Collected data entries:
-*-

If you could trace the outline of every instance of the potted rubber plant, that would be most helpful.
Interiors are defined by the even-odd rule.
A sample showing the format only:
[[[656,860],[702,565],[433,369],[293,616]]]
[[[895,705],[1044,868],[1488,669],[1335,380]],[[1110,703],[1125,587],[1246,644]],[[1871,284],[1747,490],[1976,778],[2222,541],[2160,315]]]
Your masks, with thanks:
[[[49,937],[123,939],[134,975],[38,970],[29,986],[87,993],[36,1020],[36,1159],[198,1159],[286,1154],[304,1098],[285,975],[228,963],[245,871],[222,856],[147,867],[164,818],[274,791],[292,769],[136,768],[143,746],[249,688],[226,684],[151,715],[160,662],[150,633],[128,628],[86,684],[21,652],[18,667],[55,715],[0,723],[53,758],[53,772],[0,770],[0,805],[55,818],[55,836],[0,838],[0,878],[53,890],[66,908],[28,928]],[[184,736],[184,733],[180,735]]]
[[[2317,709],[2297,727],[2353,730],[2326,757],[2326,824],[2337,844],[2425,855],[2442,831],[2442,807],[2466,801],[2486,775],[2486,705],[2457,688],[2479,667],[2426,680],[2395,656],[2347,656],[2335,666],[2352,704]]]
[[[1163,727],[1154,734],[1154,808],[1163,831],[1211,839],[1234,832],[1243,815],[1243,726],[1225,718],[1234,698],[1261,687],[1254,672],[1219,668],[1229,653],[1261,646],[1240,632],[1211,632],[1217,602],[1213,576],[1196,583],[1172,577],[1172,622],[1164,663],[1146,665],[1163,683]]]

-*-

== The problem ==
Please transcribe every entry above exactly as it appears.

== Solved exercise ==
If you could trace the outline of every instance of the potted rubber plant, that would be most helpful.
Interiors are defined by the even-odd rule.
A sample showing the format only:
[[[656,860],[702,565],[433,369],[293,616]]]
[[[895,705],[1044,868],[1488,669],[1335,380]],[[1110,703],[1125,587],[1246,644]],[[1871,284],[1747,490],[1976,778],[2222,541],[2160,315]]]
Your masks, with thanks:
[[[49,937],[123,939],[134,975],[38,970],[29,986],[87,993],[36,1020],[36,1159],[198,1159],[286,1154],[304,1098],[285,975],[228,963],[245,871],[222,856],[147,867],[164,818],[274,791],[292,769],[136,768],[143,746],[249,688],[226,684],[151,715],[160,662],[150,633],[128,628],[86,684],[21,652],[18,667],[55,715],[0,723],[53,758],[53,772],[0,770],[0,805],[55,818],[55,836],[0,838],[0,878],[53,890],[66,908],[28,928]],[[184,736],[184,733],[180,735]]]
[[[2317,709],[2297,727],[2353,730],[2326,757],[2326,824],[2337,844],[2425,855],[2442,831],[2442,807],[2466,801],[2486,775],[2486,705],[2457,688],[2479,667],[2426,680],[2395,656],[2347,656],[2335,666],[2352,704]]]
[[[1163,727],[1154,734],[1154,808],[1163,831],[1211,839],[1234,832],[1243,815],[1243,726],[1225,718],[1234,698],[1261,687],[1254,672],[1219,668],[1229,653],[1261,646],[1240,632],[1211,632],[1217,602],[1213,576],[1196,583],[1172,577],[1172,622],[1164,663],[1146,665],[1163,683]]]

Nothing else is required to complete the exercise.